In his written evidence, D stated that he borrowed the further sum of £15,000 from a Mr Halim. In his oral evidence, D said:
“I know him as Halim. He is a taxi-driver. He working in [the Business]. On the books but not working there, he was applying to bring his wife to the UK. Don’t know if Halim his 1st or 2nd name.”
D was given a warning against self-incrimination in connection with immigration fraud.
Mr Ali Ajdari
Mr Ajdari is the brother of C and the cousin of D. In his oral evidence, Mr Ajdari confirmed that he moved to the UK from Iran in 2006, but had not spoken to C for some 10 years following them falling out. He was here in court to support D.
Indeed, it became clear during cross examination that much of what Mr Ajdari stated in his written evidence as matters of fact were in reality only his recollections of what he had been told by D rather than matters directly within his personal knowledge.
For those reasons, I am unable to and do not attach any weight to the evidence of Mr Ajdari.
Mrs Zurawska-Nowak
In my assessment, Mrs Zurawsak-Nowak was not a credible witness. In her oral evidence:
Mrs Zurawsak-Nowak confirmed that D was her best friend and, from January 2015, she began working in the Business.
Mrs Zurawsak-Nowak was taken to D’s disclosed bank statements, which recorded that, on 16 February 2015, she made payments to D totalling £228. When asked why she was paying D back her weekly earnings, Mrs Zurawsak-Nowak explained that she was paid cash in hand and the payments to D were unrelated to her earnings, which is why those payments were not happening every month.
Mrs Zurawsak-Nowak was then taken to further entries in D’s disclosed bank statements, which recorded that she and indeed her husband continued to make regular payments of £114 and £50 respectively to D on 16 March, 24 March, 13 April, 23 April, 8 May, 21 May, 19 June, 29 June, 28 July and 30 July 2015.
Mrs Zurawsak-Nowak was initially evasive refusing to answer questions about what those payments were for without her husband being present and because she did not feel safe in doing so. Eventually, she said that she and her husband owed D money loaned to them by D when they were still studying. Further, it was only a few years ago that D had told them that the loans were cleared and no further payments required.
—————
EXERCISE REQUIREMENTS: List every sum of money in pounds that the witness evidence excerpt mentions. The entries are separate material and have no connection to the witness evidence excerpt.
—————
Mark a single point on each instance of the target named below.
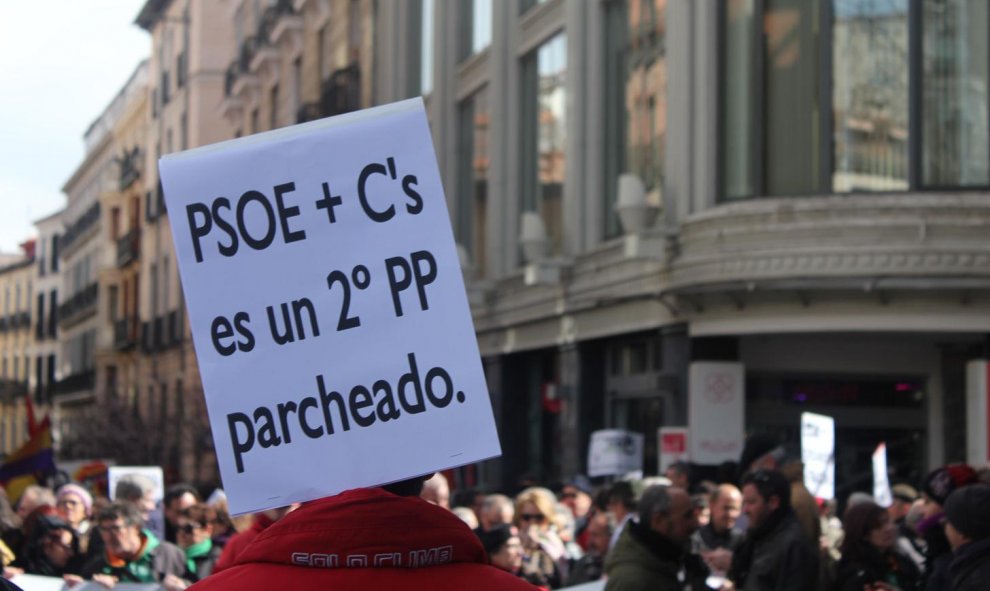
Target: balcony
(130, 167)
(79, 306)
(124, 334)
(79, 228)
(128, 248)
(341, 92)
(75, 383)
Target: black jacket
(970, 567)
(776, 557)
(871, 567)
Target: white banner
(672, 443)
(328, 309)
(613, 452)
(881, 484)
(156, 520)
(818, 454)
(716, 411)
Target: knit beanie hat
(79, 492)
(967, 510)
(941, 482)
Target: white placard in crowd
(818, 454)
(716, 409)
(881, 483)
(327, 306)
(156, 521)
(39, 583)
(614, 451)
(672, 445)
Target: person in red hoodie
(239, 542)
(371, 538)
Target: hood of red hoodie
(366, 528)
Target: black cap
(968, 510)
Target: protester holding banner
(544, 557)
(132, 554)
(373, 538)
(869, 553)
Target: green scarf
(195, 551)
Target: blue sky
(61, 63)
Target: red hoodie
(365, 539)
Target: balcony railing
(79, 306)
(124, 334)
(128, 247)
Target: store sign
(881, 482)
(716, 409)
(978, 412)
(614, 452)
(328, 308)
(673, 445)
(818, 454)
—————
ANSWER TO THIS PROBLEM:
£15,000
£228
£114
£50